**Directions for this task**
Copy the lines below, swapping "formatted sample" for "formatted example" wherever it occurs. Leave everything else untouched.

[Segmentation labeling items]
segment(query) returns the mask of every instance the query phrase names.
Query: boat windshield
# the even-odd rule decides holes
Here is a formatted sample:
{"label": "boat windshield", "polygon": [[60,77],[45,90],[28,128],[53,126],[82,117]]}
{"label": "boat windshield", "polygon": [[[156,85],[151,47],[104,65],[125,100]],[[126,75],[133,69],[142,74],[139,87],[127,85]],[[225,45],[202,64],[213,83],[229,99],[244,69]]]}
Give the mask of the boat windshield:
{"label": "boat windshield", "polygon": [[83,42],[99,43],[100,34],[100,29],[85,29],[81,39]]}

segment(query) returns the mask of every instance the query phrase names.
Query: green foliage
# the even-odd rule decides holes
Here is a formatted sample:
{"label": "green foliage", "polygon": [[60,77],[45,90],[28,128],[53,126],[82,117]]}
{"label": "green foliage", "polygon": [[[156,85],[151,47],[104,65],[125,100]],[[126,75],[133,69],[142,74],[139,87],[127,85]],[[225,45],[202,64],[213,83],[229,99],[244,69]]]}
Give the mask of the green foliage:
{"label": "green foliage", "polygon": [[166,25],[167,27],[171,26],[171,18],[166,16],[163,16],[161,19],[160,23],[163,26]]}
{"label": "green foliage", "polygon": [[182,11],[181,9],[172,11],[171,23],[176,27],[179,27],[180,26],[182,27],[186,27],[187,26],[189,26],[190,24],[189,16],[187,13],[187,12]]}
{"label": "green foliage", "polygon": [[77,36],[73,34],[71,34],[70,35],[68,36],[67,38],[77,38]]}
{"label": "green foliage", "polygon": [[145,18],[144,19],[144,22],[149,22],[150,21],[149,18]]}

**Solution**
segment(query) returns the mask of every instance the query phrase names.
Query: boat windshield
# the even-odd rule decides holes
Here is a formatted example:
{"label": "boat windshield", "polygon": [[60,77],[45,90],[28,128],[53,126],[82,117]]}
{"label": "boat windshield", "polygon": [[[156,85],[151,47],[104,65],[125,100]],[[126,75],[133,69],[142,74],[139,87],[127,85]],[[225,45],[202,64],[213,83],[229,99],[244,69]]]}
Give the mask of the boat windshield:
{"label": "boat windshield", "polygon": [[83,42],[99,43],[100,34],[100,29],[85,29],[81,39]]}

segment(query) returns the mask of every instance the query phrase names.
Query: green foliage
# the even-odd rule decides holes
Here is a formatted example:
{"label": "green foliage", "polygon": [[60,77],[45,90],[28,128],[53,126],[82,117]]}
{"label": "green foliage", "polygon": [[[156,85],[151,47],[104,65],[125,100]],[[126,75],[133,69],[142,74],[139,87],[127,85]],[[225,45],[202,64],[213,83],[229,99],[244,69]]]}
Give the mask of the green foliage:
{"label": "green foliage", "polygon": [[166,25],[167,27],[171,26],[171,18],[166,16],[163,16],[161,19],[160,23],[163,26]]}
{"label": "green foliage", "polygon": [[182,11],[181,9],[172,11],[171,23],[176,27],[179,27],[180,26],[182,27],[186,27],[187,26],[189,26],[190,24],[189,16],[187,13],[187,12]]}
{"label": "green foliage", "polygon": [[77,36],[73,34],[71,34],[70,35],[68,36],[67,38],[77,38]]}
{"label": "green foliage", "polygon": [[145,18],[144,19],[144,22],[149,22],[150,21],[149,18]]}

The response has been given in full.